┌──

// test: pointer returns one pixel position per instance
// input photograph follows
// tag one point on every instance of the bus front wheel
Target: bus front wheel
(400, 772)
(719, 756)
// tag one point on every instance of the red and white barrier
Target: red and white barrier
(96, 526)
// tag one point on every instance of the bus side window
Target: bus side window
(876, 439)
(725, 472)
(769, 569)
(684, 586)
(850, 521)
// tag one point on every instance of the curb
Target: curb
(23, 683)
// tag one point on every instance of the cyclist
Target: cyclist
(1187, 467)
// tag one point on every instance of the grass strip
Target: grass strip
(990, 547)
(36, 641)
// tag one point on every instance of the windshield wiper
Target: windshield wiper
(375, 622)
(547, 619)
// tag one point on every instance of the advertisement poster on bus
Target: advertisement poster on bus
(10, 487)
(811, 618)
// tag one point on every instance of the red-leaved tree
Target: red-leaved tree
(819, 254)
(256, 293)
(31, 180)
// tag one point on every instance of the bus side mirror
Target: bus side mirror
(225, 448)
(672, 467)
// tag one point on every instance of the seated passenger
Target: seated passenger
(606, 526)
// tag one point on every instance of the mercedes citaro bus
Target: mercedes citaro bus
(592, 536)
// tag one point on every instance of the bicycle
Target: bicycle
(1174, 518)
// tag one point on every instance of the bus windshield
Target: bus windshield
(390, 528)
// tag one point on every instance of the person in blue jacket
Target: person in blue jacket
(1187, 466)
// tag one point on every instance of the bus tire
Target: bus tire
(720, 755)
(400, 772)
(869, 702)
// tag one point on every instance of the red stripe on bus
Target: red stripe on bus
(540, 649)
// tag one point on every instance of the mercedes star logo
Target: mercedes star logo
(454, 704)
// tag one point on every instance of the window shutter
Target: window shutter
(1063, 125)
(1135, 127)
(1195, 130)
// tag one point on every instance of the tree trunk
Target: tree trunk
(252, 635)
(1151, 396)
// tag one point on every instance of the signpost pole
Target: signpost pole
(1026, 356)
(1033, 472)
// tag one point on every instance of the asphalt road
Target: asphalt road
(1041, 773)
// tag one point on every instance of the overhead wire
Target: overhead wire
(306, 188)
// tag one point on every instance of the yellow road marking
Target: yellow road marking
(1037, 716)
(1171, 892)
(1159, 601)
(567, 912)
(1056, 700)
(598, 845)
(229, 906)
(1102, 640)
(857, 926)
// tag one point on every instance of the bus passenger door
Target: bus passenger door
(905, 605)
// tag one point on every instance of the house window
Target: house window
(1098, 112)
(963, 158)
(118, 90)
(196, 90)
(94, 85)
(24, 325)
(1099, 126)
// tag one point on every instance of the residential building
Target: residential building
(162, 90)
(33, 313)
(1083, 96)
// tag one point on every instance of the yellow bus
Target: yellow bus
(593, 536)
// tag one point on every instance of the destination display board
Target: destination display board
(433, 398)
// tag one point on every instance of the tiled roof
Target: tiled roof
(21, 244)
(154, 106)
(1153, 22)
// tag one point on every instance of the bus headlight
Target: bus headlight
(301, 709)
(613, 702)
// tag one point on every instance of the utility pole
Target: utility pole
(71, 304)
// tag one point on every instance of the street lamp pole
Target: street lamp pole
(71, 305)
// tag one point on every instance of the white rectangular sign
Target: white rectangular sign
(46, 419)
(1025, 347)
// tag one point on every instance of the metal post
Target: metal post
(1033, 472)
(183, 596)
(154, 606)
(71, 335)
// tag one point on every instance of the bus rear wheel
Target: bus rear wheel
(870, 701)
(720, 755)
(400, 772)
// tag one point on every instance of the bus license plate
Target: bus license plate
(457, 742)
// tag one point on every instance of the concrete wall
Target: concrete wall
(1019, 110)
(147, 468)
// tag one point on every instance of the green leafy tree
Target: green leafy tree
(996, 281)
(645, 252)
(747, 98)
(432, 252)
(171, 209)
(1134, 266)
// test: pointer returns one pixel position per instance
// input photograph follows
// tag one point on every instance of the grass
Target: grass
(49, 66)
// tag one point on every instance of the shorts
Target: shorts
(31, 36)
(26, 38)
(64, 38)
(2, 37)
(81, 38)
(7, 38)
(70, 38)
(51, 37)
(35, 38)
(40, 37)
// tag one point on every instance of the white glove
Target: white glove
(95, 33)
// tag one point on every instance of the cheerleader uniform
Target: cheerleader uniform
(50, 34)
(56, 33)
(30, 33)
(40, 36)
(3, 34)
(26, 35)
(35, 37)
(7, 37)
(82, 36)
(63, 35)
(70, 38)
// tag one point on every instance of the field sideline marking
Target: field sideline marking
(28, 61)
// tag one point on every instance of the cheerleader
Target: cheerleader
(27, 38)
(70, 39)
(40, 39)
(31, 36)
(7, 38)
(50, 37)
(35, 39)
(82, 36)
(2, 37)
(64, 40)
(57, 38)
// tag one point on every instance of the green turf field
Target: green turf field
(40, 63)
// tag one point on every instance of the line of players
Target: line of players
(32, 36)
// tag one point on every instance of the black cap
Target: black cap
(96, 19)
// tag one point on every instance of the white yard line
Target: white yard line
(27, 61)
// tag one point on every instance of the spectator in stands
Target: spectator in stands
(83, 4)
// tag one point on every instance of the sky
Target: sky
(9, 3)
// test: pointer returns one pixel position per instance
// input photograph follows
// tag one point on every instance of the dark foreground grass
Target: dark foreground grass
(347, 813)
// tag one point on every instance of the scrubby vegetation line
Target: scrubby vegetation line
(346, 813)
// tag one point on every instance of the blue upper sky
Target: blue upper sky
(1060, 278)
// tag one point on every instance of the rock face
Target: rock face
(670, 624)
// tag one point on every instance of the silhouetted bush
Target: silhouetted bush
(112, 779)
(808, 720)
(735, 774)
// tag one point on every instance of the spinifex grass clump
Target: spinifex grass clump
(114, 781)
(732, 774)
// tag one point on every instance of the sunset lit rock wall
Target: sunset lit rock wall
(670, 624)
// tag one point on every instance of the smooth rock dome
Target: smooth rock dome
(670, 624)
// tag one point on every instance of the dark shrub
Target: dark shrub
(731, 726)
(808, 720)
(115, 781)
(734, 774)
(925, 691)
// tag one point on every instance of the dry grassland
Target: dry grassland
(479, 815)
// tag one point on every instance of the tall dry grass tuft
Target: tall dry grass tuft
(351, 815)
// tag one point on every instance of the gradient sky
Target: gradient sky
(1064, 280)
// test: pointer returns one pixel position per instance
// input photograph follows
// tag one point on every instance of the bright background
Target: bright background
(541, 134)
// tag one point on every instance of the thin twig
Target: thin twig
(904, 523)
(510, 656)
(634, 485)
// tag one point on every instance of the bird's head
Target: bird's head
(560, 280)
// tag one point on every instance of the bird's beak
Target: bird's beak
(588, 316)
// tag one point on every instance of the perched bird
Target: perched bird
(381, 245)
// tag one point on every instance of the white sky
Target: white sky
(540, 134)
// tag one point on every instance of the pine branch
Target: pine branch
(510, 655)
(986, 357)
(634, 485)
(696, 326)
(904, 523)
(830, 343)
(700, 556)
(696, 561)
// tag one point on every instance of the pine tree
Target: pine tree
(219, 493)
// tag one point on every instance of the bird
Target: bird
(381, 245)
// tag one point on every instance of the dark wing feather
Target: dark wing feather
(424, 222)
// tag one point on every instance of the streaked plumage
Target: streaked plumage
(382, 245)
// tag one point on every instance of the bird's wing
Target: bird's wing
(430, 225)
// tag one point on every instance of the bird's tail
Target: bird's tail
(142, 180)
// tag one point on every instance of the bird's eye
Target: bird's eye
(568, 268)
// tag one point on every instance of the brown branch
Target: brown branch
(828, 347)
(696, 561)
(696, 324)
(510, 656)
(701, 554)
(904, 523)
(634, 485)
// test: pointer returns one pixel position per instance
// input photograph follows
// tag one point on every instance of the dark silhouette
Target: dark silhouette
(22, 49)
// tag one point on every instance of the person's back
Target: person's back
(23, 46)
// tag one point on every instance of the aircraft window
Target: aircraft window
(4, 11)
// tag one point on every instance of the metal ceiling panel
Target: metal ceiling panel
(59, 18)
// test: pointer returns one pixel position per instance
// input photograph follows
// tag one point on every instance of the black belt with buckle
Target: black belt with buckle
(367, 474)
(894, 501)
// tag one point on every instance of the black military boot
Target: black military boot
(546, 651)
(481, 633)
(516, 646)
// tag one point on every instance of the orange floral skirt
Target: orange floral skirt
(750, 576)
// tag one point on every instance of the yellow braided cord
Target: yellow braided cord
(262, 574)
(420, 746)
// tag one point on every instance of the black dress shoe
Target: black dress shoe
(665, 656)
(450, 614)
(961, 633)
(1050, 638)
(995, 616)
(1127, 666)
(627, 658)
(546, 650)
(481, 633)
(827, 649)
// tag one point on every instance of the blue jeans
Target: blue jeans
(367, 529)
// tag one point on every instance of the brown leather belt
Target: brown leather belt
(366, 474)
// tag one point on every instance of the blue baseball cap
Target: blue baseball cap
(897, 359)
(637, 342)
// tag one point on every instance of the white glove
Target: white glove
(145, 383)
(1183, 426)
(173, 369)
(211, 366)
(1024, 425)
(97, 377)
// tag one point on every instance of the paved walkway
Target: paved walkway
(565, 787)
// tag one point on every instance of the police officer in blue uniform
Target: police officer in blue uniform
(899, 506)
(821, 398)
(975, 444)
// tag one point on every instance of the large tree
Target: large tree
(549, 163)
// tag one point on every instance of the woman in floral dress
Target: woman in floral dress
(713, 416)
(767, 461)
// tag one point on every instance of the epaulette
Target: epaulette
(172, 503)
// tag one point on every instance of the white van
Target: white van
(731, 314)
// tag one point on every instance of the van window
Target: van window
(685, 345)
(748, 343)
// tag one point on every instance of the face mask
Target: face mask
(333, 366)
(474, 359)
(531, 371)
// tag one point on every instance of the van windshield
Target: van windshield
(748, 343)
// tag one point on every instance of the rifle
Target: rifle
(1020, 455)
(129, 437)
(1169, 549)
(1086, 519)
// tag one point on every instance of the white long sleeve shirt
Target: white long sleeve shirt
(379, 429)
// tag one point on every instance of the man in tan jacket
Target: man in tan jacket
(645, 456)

└──

### Directions
Copy out, without any alteration, everything in the data above from the line containing "the bus side mirror" down to the line containing "(1187, 466)", including both of those lines.

### Correct output
// tag one point on every instance of the bus side mirror
Target: bus side mirror
(225, 448)
(672, 467)
// tag one point on every instance of the seated passenger
Target: seated passenger
(606, 526)
// tag one point on every instance of the mercedes citaro bus
Target: mercedes citaro bus
(592, 536)
// tag one point on every instance of the bicycle
Target: bicycle
(1174, 518)
// tag one point on every instance of the bus windshield
Target: bus windshield
(390, 528)
// tag one point on every instance of the person in blue jacket
Target: person in blue jacket
(1187, 466)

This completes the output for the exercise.